PROBLEM 1
Edit the article on Liz Truss and the windfall tax, starting with "British Prime Minister" and going on through "billion pounds ($116bn).", replacing "Thursday" with "Friday".
PROBLEM 2
According to the article on Liz Truss and the windfall tax, how much could capping energy bills cost taxpayers?
PROBLEM 3
Using the article on Liz Truss and the windfall tax, explain why Truss is against a new windfall tax.

TEXT
- - -
British Prime Minister Liz Truss has ruled out a windfall tax on oil companies to pay for her plans to tackle the energy crisis.
Speaking during her first session of prime minister’s questions in the House of Commons on Wednesday, Truss rebuffed opposition calls for a new windfall tax, even as she refrained from explaining how she would fund a plan meant to help the public pay energy bills skyrocketing because of Russia’s full-scale invasion of Ukraine.
The plan is expected to be delivered on Thursday.
British news media reported that Truss planned to cap energy bills. The cost to taxpayers of that step could reach 100 billion pounds ($116bn).
“We shouldn’t be daunted by the challenges we face,” Truss said in her first speech as prime minister on Tuesday. “As strong as the storm may be, I know the British people are stronger.”
“I am against a windfall tax,” she told the legislators on Wednesday. “I believe it is the wrong thing to be putting companies off, investing in the United Kingdom just when we need to be growing the economy.”
Truss’s spokesman said she would not cancel a windfall tax imposed in May, but would not bring in a new one. She is also scrapping a previously announced increase in corporation tax from 19 to 25 percent.
- - -
(Source records)
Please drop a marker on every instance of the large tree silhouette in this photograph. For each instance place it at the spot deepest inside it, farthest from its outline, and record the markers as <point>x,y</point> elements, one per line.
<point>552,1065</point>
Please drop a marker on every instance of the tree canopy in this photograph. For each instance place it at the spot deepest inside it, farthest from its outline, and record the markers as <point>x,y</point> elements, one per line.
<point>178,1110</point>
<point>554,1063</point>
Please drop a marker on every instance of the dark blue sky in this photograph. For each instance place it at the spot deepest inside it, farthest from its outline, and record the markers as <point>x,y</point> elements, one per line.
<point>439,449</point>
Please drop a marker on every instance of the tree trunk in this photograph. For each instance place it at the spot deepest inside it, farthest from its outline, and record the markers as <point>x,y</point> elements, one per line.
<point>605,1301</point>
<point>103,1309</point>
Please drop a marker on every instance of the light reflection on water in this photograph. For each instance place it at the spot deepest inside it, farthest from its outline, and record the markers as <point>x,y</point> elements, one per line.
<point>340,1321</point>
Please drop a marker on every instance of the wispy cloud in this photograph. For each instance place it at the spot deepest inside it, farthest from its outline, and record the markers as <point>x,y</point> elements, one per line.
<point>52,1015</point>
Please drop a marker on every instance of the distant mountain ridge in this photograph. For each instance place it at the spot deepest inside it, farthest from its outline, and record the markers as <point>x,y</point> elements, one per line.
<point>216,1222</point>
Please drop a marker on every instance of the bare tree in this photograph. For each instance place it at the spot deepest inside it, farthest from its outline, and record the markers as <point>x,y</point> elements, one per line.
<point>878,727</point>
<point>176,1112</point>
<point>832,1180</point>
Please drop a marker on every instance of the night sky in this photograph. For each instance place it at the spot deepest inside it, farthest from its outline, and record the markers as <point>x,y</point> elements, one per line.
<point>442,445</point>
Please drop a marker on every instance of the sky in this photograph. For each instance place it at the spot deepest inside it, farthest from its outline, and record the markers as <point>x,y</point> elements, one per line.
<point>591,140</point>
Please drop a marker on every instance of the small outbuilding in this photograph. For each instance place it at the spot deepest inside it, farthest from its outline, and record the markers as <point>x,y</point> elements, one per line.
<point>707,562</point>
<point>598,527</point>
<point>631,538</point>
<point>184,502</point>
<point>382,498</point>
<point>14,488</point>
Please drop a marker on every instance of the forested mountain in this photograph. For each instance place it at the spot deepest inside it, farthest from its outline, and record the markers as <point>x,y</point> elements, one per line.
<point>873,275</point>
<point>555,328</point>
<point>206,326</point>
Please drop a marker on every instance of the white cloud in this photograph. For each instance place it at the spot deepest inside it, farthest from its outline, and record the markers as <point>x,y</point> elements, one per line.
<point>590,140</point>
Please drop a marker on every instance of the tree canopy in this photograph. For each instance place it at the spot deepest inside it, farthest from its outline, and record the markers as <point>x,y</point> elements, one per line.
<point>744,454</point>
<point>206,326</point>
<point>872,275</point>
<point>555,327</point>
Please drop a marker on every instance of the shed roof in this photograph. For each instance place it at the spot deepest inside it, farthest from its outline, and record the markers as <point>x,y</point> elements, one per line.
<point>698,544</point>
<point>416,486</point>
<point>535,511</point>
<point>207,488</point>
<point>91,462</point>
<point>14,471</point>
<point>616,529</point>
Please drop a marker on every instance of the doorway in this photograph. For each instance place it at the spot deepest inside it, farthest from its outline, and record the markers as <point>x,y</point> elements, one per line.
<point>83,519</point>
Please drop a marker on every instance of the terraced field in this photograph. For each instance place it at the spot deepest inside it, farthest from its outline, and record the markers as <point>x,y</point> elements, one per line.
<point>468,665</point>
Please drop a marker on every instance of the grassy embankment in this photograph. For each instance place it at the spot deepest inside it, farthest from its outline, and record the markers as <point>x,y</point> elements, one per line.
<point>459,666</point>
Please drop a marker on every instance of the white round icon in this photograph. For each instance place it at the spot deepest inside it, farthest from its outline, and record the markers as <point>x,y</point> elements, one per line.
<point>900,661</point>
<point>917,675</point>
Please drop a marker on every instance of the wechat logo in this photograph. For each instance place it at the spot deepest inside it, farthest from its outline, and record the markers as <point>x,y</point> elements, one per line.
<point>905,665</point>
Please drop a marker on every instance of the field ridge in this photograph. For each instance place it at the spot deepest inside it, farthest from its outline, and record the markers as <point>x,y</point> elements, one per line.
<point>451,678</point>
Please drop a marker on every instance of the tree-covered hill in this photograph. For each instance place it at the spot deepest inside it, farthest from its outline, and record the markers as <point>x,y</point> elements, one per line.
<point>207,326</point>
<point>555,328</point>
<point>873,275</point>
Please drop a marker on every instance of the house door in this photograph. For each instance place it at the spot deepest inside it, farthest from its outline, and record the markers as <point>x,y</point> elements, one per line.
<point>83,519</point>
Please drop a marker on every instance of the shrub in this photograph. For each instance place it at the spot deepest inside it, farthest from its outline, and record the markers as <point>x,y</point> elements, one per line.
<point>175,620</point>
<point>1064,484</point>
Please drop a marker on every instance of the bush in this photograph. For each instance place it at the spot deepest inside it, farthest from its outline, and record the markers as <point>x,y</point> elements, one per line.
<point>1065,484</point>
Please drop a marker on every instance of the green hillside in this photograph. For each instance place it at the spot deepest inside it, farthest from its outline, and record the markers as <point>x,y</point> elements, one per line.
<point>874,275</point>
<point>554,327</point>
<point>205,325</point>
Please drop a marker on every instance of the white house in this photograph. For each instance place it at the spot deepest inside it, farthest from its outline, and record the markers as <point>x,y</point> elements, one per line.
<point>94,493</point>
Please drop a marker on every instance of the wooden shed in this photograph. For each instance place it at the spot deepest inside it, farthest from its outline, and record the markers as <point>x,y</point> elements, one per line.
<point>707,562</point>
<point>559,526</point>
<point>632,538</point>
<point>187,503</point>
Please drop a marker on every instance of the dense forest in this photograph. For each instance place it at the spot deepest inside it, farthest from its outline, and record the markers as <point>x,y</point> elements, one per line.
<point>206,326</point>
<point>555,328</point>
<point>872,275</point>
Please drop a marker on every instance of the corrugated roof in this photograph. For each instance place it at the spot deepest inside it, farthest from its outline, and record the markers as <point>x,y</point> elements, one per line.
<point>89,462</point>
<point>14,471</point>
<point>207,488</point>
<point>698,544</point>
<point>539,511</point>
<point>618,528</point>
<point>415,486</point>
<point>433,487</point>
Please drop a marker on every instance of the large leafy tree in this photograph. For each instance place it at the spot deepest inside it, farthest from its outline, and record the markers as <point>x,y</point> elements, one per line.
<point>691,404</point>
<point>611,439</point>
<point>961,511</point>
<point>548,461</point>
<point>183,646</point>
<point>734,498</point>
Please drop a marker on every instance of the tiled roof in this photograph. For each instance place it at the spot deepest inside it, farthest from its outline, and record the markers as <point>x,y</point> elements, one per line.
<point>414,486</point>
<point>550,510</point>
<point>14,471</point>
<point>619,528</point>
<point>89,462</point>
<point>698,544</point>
- - -
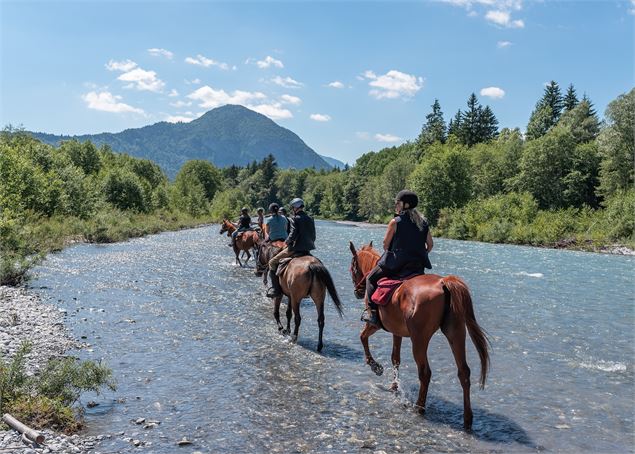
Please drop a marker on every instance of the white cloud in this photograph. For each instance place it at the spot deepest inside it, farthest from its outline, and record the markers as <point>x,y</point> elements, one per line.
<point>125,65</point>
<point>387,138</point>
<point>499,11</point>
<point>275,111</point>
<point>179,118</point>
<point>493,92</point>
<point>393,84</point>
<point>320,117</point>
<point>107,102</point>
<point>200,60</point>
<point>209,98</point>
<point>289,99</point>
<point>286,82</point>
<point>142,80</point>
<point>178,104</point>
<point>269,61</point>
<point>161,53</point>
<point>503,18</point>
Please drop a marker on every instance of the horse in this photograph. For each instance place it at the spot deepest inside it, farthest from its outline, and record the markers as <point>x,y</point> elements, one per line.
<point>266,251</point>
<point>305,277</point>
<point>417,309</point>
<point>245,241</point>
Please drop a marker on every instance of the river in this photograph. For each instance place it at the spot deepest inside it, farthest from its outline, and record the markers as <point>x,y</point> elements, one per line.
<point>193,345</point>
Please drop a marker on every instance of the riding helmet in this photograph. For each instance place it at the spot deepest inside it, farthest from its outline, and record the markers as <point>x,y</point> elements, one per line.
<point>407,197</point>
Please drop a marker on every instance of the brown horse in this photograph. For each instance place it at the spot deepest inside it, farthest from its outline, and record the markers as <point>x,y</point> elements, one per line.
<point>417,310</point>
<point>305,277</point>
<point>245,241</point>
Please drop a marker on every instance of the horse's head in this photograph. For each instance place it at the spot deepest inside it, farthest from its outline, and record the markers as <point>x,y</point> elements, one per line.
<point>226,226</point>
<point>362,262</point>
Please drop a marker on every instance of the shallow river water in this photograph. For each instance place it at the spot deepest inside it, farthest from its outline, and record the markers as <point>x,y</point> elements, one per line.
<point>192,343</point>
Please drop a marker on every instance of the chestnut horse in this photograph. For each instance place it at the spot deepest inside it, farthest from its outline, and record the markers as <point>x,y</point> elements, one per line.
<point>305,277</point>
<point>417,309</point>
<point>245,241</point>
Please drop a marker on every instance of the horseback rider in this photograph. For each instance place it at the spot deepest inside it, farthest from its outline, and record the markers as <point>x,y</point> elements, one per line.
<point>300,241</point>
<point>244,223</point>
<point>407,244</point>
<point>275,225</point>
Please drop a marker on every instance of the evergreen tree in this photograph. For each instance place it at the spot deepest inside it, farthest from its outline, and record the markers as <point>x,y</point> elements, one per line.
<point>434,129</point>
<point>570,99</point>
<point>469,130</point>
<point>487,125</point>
- - -
RESULT 1
British Prime Minister Liz Truss has ruled out a windfall tax on oil companies to pay for her plans to tackle the energy crisis.
Speaking during her first session of prime minister’s questions in the House of Commons on Wednesday, Truss rebuffed opposition calls for a new windfall tax, even as she refrained from explaining how she would fund a plan meant to help the public pay energy bills skyrocketing because of Russia’s full-scale invasion of Ukraine.
The plan is expected to be delivered on Friday.
British news media reported that Truss planned to cap energy bills. The cost to taxpayers of that step could reach 100 billion pounds ($116bn).

RESULT 2
It could cost taxpayers up to 100 billion pounds ($116bn).

RESULT 3
Truss believes a windfall tax would put companies off investing in the United Kingdom. She sees that as wrong at a time when the economy needs to grow.